Work instruction:
Write out every line below that contains "instance".
Start of Listed entries
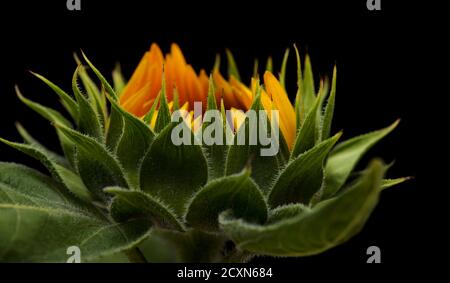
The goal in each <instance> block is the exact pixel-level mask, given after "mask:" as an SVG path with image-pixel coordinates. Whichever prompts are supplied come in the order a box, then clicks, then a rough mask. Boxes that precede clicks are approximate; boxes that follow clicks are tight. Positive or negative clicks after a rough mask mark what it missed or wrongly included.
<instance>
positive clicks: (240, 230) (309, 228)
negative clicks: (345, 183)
mask: <svg viewBox="0 0 450 283" xmlns="http://www.w3.org/2000/svg"><path fill="white" fill-rule="evenodd" d="M383 174H384V165H383V164H382V162H380V161H374V162H372V163H371V165H370V166H369V168H368V170H367V171H366V172H365V174H364V175H363V176H362V177H361V178H360V179H359V180H358V181H357V182H356V183H355V184H354V185H353V186H352V187H351V188H349V189H348V190H347V191H346V192H345V193H343V194H342V195H340V196H338V197H335V198H332V199H329V200H327V201H323V202H321V203H319V204H318V205H316V206H315V207H314V208H312V209H310V210H309V209H306V210H303V209H299V214H298V215H292V213H287V215H286V216H287V217H286V218H283V217H280V219H279V220H278V221H273V222H272V223H270V224H268V225H255V224H250V223H246V222H245V221H243V220H242V219H236V218H235V217H233V215H232V214H231V213H230V212H226V213H223V214H221V215H220V217H219V222H220V225H221V227H222V229H223V230H224V231H225V233H226V234H227V235H228V236H229V237H230V238H231V239H232V240H233V241H234V242H235V243H237V246H238V248H239V249H242V250H247V251H251V252H255V253H258V254H262V255H271V256H308V255H314V254H318V253H321V252H323V251H325V250H328V249H330V248H332V247H335V246H337V245H339V244H341V243H343V242H345V241H347V240H348V239H349V238H351V237H352V236H354V235H355V234H357V233H358V232H359V231H360V230H361V229H362V227H363V226H364V224H365V222H366V220H367V219H368V217H369V215H370V213H371V212H372V210H373V209H374V207H375V206H376V204H377V202H378V197H379V193H380V191H381V179H382V177H383Z"/></svg>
End of Listed entries
Answer:
The goal in each <instance> block is the exact pixel-level mask, given after "mask:" as an SVG path with image-pixel coordinates. Whichever prompts are supplied come in the order a box, then clicks, then a rough mask. Boxes that precede clicks are approximate; boxes that follow clicks are tight. Positive or negative clicks after a rough mask mark what it missed or wrongly included.
<instance>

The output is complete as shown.